- **Supplied entries**
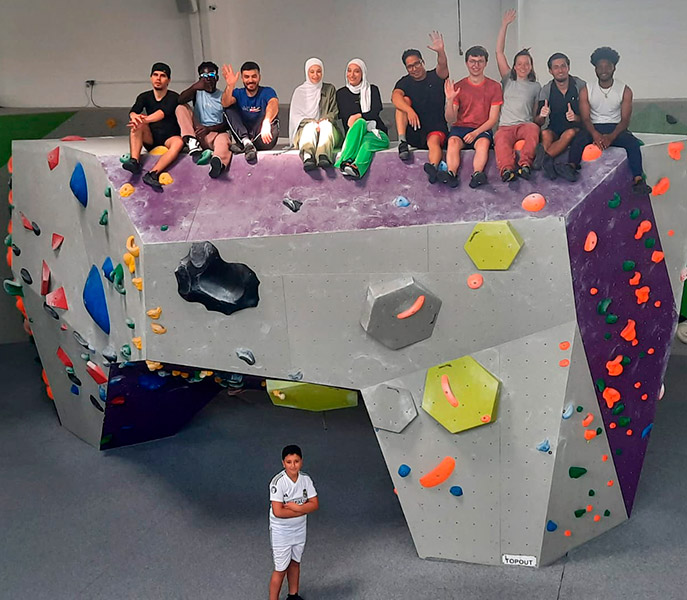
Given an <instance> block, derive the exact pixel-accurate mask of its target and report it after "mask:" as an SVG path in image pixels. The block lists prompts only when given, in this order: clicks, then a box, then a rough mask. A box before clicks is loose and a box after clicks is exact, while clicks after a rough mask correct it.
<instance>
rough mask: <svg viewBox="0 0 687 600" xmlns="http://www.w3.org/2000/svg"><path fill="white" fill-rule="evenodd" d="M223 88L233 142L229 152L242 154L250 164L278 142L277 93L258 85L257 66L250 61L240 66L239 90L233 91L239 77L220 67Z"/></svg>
mask: <svg viewBox="0 0 687 600" xmlns="http://www.w3.org/2000/svg"><path fill="white" fill-rule="evenodd" d="M222 75H223V76H224V79H225V80H226V82H227V87H226V89H225V90H224V94H223V95H222V106H223V107H224V116H225V118H226V120H227V123H228V124H229V131H230V132H231V135H232V137H233V138H234V142H235V143H234V144H232V146H231V150H232V152H234V153H237V154H238V153H240V152H245V154H246V160H247V161H248V162H249V163H254V162H256V161H257V159H258V153H257V151H258V150H271V149H272V148H274V146H275V145H276V144H277V139H278V138H279V119H278V118H277V115H278V114H279V99H278V98H277V93H276V92H275V91H274V90H273V89H272V88H271V87H267V86H262V85H260V66H259V65H258V63H256V62H253V61H247V62H245V63H243V64H242V65H241V73H240V75H241V80H242V81H243V87H242V88H238V89H234V88H235V85H236V82H237V81H238V78H239V73H234V71H233V69H232V68H231V65H224V66H223V67H222Z"/></svg>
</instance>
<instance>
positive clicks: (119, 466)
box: [0, 343, 687, 600]
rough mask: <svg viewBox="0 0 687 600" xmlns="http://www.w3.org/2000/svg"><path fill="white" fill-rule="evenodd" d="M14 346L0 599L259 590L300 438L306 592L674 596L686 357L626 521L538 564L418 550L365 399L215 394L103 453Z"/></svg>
mask: <svg viewBox="0 0 687 600" xmlns="http://www.w3.org/2000/svg"><path fill="white" fill-rule="evenodd" d="M34 358H35V350H34V348H33V346H31V345H29V344H28V343H21V344H7V345H0V381H1V382H2V388H1V389H2V393H1V395H0V598H2V599H22V600H23V599H30V600H40V599H42V598H49V599H51V600H57V599H63V598H65V599H82V598H84V599H85V598H88V599H91V598H108V599H111V598H117V599H128V598H132V599H157V598H165V599H176V598H188V599H205V598H212V599H214V598H218V599H219V598H226V599H229V600H234V599H236V600H239V599H244V598H245V599H248V600H252V599H261V598H266V597H267V595H266V590H267V579H268V577H269V574H270V571H271V556H270V547H269V540H268V536H267V499H266V494H267V482H268V480H269V478H270V477H271V476H272V475H273V474H274V473H275V472H277V471H278V470H279V467H280V465H279V451H280V449H281V447H282V445H283V444H284V443H287V442H291V441H297V442H298V443H300V444H301V445H302V446H303V448H304V450H305V453H306V456H305V461H306V470H307V471H308V472H310V473H311V474H312V476H313V477H314V479H315V483H316V485H317V487H318V491H319V493H320V502H321V507H322V508H321V510H320V511H319V512H318V513H315V514H314V515H313V516H312V517H311V519H310V526H309V533H308V545H307V548H306V554H305V556H304V559H303V560H304V562H303V577H302V585H301V591H302V594H303V596H304V598H306V600H338V599H363V598H364V599H369V600H376V599H380V600H382V599H383V600H387V599H395V598H399V599H409V600H410V599H423V600H424V599H431V600H434V599H449V598H450V599H453V598H459V599H461V600H473V599H489V600H511V599H513V600H516V599H517V600H520V599H537V600H539V599H541V600H549V599H550V600H554V599H561V600H563V599H564V600H571V599H584V600H596V599H602V598H603V599H604V600H614V599H619V600H620V599H622V600H631V599H635V598H641V599H654V598H656V599H659V598H660V599H684V598H687V575H686V574H685V563H686V561H685V558H684V557H685V555H686V554H687V541H686V540H685V532H687V509H686V508H685V498H686V497H687V475H685V469H684V466H685V464H686V463H687V452H686V450H685V440H686V439H687V438H686V437H685V435H684V432H685V428H686V427H687V410H685V406H684V403H683V398H684V389H685V388H686V387H687V357H674V358H673V359H672V361H671V364H670V367H669V370H668V375H667V379H666V388H667V393H666V395H665V398H664V399H663V400H662V401H661V403H660V404H659V410H658V414H657V417H656V421H655V423H656V425H655V427H654V431H653V434H652V437H653V440H652V442H651V445H650V447H649V453H648V456H647V460H646V463H645V466H644V472H643V475H642V480H641V484H640V490H639V494H638V496H637V501H636V504H635V511H634V513H633V515H632V518H631V519H630V521H628V522H626V523H624V524H623V525H621V526H620V527H618V528H616V529H615V530H613V531H611V532H609V533H607V534H606V535H605V536H602V537H600V538H597V539H596V540H593V541H592V542H590V543H588V544H587V545H585V546H583V547H582V548H579V549H577V550H575V551H574V552H573V553H571V554H570V555H569V556H568V557H566V558H565V559H563V560H561V561H559V562H558V563H556V564H555V565H553V566H550V567H545V568H541V569H538V570H533V569H527V568H522V567H521V568H518V567H482V566H475V565H468V564H454V563H442V562H430V561H423V560H421V559H419V558H418V557H417V555H416V553H415V549H414V547H413V543H412V540H411V538H410V535H409V533H408V531H407V528H406V526H405V522H404V519H403V515H402V513H401V511H400V508H399V505H398V502H397V500H396V497H395V495H394V494H393V492H392V486H391V481H390V478H389V475H388V473H387V471H386V468H385V465H384V461H383V459H382V456H381V453H380V451H379V449H378V447H377V443H376V441H375V437H374V434H373V431H372V428H371V426H370V422H369V420H368V417H367V414H366V412H365V409H364V408H363V407H359V408H358V409H351V410H343V411H334V412H330V413H327V415H326V420H323V418H322V416H321V415H316V414H308V413H303V412H298V411H292V410H289V409H278V408H274V407H272V405H271V404H270V403H269V401H268V400H266V398H264V397H263V396H262V395H256V394H253V395H249V394H245V395H244V396H245V397H243V396H239V397H229V396H226V395H222V396H220V397H218V398H217V399H216V400H214V401H213V402H212V403H211V404H210V405H209V406H208V407H207V408H206V409H205V410H204V411H202V412H201V413H200V414H199V415H198V416H197V417H196V419H195V420H194V421H193V422H192V423H191V424H190V425H189V426H188V427H186V428H185V429H184V430H183V431H182V432H181V433H180V434H179V435H177V436H176V437H174V438H170V439H166V440H161V441H157V442H153V443H148V444H143V445H139V446H136V447H130V448H123V449H118V450H112V451H109V452H105V453H100V452H97V451H96V450H94V449H93V448H91V447H89V446H87V445H86V444H85V443H83V442H81V441H80V440H78V439H77V438H75V437H74V436H73V435H72V434H70V433H69V432H68V431H66V430H65V429H63V428H61V427H60V426H59V423H58V419H57V416H56V413H55V410H54V408H53V406H52V403H51V402H50V401H49V400H48V399H47V398H46V397H45V395H44V394H43V392H42V384H41V382H40V366H39V365H38V364H37V363H36V362H35V360H34Z"/></svg>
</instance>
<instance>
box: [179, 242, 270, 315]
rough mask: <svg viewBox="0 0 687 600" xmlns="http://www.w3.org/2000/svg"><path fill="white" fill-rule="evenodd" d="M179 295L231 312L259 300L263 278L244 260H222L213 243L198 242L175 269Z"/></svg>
mask: <svg viewBox="0 0 687 600" xmlns="http://www.w3.org/2000/svg"><path fill="white" fill-rule="evenodd" d="M174 275H175V276H176V278H177V284H178V289H179V295H180V296H181V297H182V298H183V299H184V300H186V301H187V302H200V303H201V304H202V305H203V306H205V308H207V309H208V310H212V311H216V312H221V313H224V314H225V315H230V314H232V313H235V312H236V311H237V310H241V309H243V308H251V307H253V306H257V305H258V302H260V297H259V296H258V286H259V285H260V280H259V279H258V276H257V275H256V274H255V272H254V271H253V270H252V269H251V268H250V267H248V266H247V265H244V264H242V263H228V262H225V261H224V260H222V257H221V256H220V255H219V251H218V250H217V248H216V247H215V246H214V245H213V244H212V243H211V242H195V243H194V244H193V245H192V246H191V249H190V250H189V253H188V254H187V255H186V256H185V257H184V258H182V259H181V261H180V262H179V266H178V267H177V268H176V270H175V271H174Z"/></svg>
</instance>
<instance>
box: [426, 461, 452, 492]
mask: <svg viewBox="0 0 687 600" xmlns="http://www.w3.org/2000/svg"><path fill="white" fill-rule="evenodd" d="M455 468H456V459H455V458H453V457H451V456H447V457H445V458H444V460H442V461H441V462H440V463H439V464H438V465H437V466H436V467H434V469H432V470H431V471H430V472H429V473H427V474H426V475H423V476H422V477H420V485H421V486H422V487H434V486H436V485H439V484H441V483H444V481H446V480H447V479H448V478H449V477H450V476H451V473H453V469H455Z"/></svg>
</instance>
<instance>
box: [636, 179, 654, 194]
mask: <svg viewBox="0 0 687 600" xmlns="http://www.w3.org/2000/svg"><path fill="white" fill-rule="evenodd" d="M632 192H633V193H634V194H638V195H641V196H647V195H649V194H650V193H651V186H650V185H647V183H646V181H644V180H643V179H639V180H637V181H635V182H634V183H633V184H632Z"/></svg>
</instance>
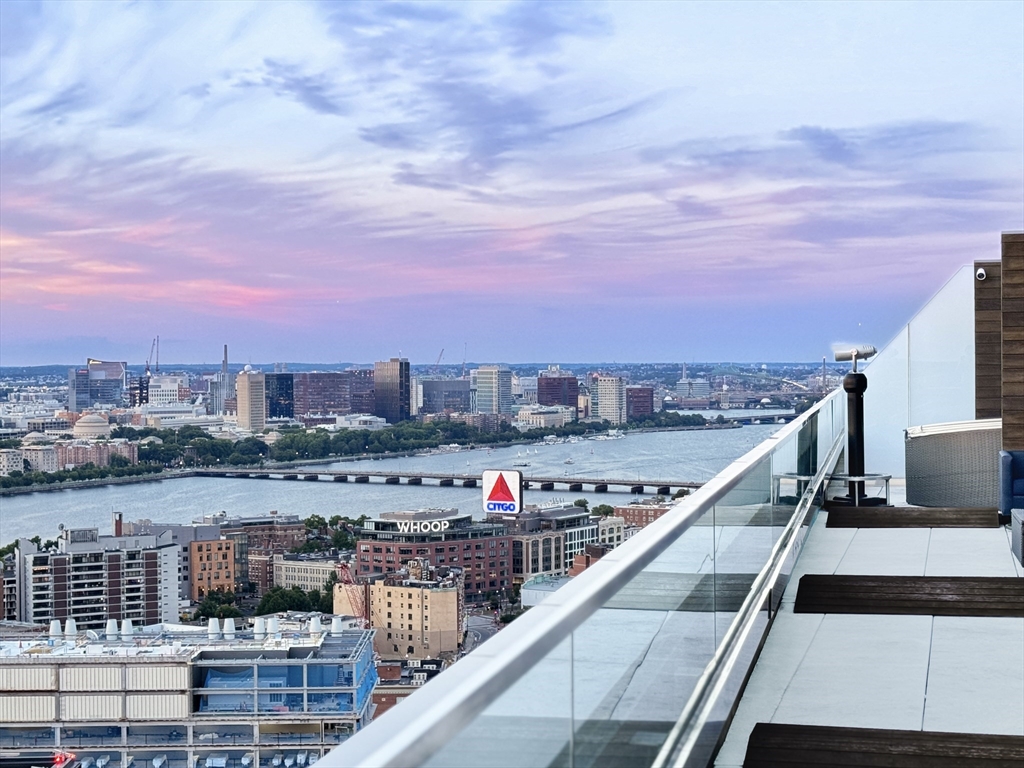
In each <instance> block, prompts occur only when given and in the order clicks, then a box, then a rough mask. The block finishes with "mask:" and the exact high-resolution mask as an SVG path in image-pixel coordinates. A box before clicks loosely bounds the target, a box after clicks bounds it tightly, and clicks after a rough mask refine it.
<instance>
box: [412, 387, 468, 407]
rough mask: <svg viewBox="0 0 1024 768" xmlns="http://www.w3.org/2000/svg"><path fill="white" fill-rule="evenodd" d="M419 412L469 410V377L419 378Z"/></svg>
mask: <svg viewBox="0 0 1024 768" xmlns="http://www.w3.org/2000/svg"><path fill="white" fill-rule="evenodd" d="M420 387H421V388H422V391H423V402H422V404H421V406H420V413H421V414H442V413H445V412H450V413H466V412H468V411H469V410H470V397H469V379H421V380H420Z"/></svg>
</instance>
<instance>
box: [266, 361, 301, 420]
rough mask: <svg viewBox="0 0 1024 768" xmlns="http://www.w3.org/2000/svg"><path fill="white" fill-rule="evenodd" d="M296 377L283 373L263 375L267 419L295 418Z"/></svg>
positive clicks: (266, 417) (291, 418) (277, 373)
mask: <svg viewBox="0 0 1024 768" xmlns="http://www.w3.org/2000/svg"><path fill="white" fill-rule="evenodd" d="M295 376H296V375H295V374H289V373H281V372H278V373H272V374H264V375H263V385H264V387H265V388H266V418H267V419H294V418H295Z"/></svg>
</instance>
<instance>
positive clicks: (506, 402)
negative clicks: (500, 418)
mask: <svg viewBox="0 0 1024 768" xmlns="http://www.w3.org/2000/svg"><path fill="white" fill-rule="evenodd" d="M476 411H477V413H480V414H511V413H512V371H511V370H510V369H509V368H508V367H506V366H480V367H479V368H478V369H477V370H476Z"/></svg>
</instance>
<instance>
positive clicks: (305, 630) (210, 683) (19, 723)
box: [0, 614, 377, 768]
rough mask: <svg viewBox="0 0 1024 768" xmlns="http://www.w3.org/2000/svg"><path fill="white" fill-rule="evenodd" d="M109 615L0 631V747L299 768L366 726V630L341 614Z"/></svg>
mask: <svg viewBox="0 0 1024 768" xmlns="http://www.w3.org/2000/svg"><path fill="white" fill-rule="evenodd" d="M112 624H113V627H105V629H103V630H101V631H100V632H99V633H95V632H93V633H86V632H85V631H84V630H83V629H82V626H81V624H79V625H78V626H77V627H75V626H73V624H72V623H63V625H62V626H61V623H57V624H56V626H55V627H53V628H51V630H50V633H49V635H47V633H46V631H45V630H43V632H42V634H41V635H38V634H37V635H36V636H34V637H33V636H30V635H28V634H26V633H24V632H23V633H19V634H18V635H17V636H12V635H11V634H10V633H11V630H8V629H6V628H0V745H2V748H3V749H11V748H13V749H31V750H39V751H43V752H47V751H52V750H62V751H68V752H74V754H75V757H76V763H77V764H78V765H81V766H83V767H85V766H95V767H97V768H100V767H102V766H109V767H110V768H128V766H132V765H134V766H136V768H137V767H138V766H154V767H156V768H194V767H197V766H201V767H204V768H215V767H216V768H276V766H282V767H283V768H284V767H287V766H291V767H292V768H304V766H307V765H310V764H312V763H314V762H315V761H316V760H317V758H319V756H321V755H322V754H323V753H324V752H326V751H328V750H330V749H332V748H333V746H336V745H337V744H339V743H340V742H342V741H344V740H345V739H347V738H349V737H350V736H351V735H352V734H353V733H355V732H356V731H358V730H359V729H360V728H362V727H365V726H366V725H367V724H368V723H369V722H370V718H371V712H372V707H371V700H372V694H373V690H374V686H375V685H376V683H377V672H376V670H375V668H374V663H373V632H370V631H362V630H349V629H345V625H346V623H345V622H344V621H343V620H341V618H332V617H331V616H321V615H318V614H310V615H307V614H300V615H299V616H295V617H292V615H291V614H285V615H275V616H270V617H268V618H262V617H261V618H257V620H256V623H255V624H256V626H255V627H254V629H253V630H251V631H245V630H242V629H236V627H234V620H225V622H224V624H223V627H221V625H220V623H219V622H218V621H217V620H211V622H210V626H209V628H206V627H186V626H181V625H158V626H155V627H146V628H142V627H140V626H139V624H138V623H137V622H135V623H133V622H130V621H125V622H123V623H120V626H119V623H117V622H112ZM349 624H350V623H349ZM119 630H120V631H119Z"/></svg>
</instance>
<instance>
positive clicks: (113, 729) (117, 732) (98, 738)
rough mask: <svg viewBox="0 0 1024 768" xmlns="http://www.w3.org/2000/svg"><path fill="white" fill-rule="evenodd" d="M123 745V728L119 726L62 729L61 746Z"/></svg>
mask: <svg viewBox="0 0 1024 768" xmlns="http://www.w3.org/2000/svg"><path fill="white" fill-rule="evenodd" d="M120 743H121V727H120V726H117V725H76V726H66V727H62V728H61V729H60V744H61V746H76V748H78V746H95V745H99V746H104V745H108V744H112V745H117V744H120Z"/></svg>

- **What needs to be done**
Throughout the material above, find lines holding the word "target", then copy them.

- **Answer box**
Given an <instance> block, derive the exact pixel-accurate mask of its target and report it after "mask:" as an SVG path in image pixels. The block lists prompts only when given, in this order: clicks, then a box, then a rough mask. A box before clicks is loose and a box after clicks is exact, while clicks after a rough mask correct it.
In each <instance> block, prompts occur only when given and in the order clicks, then a box, then a rough mask. The block finishes with "mask:" and the exact high-resolution mask as an SVG path in image-pixel coordinates. A box before clicks loosely bounds the target, a box after clicks bounds it tightly, and clicks after a rough mask refine it.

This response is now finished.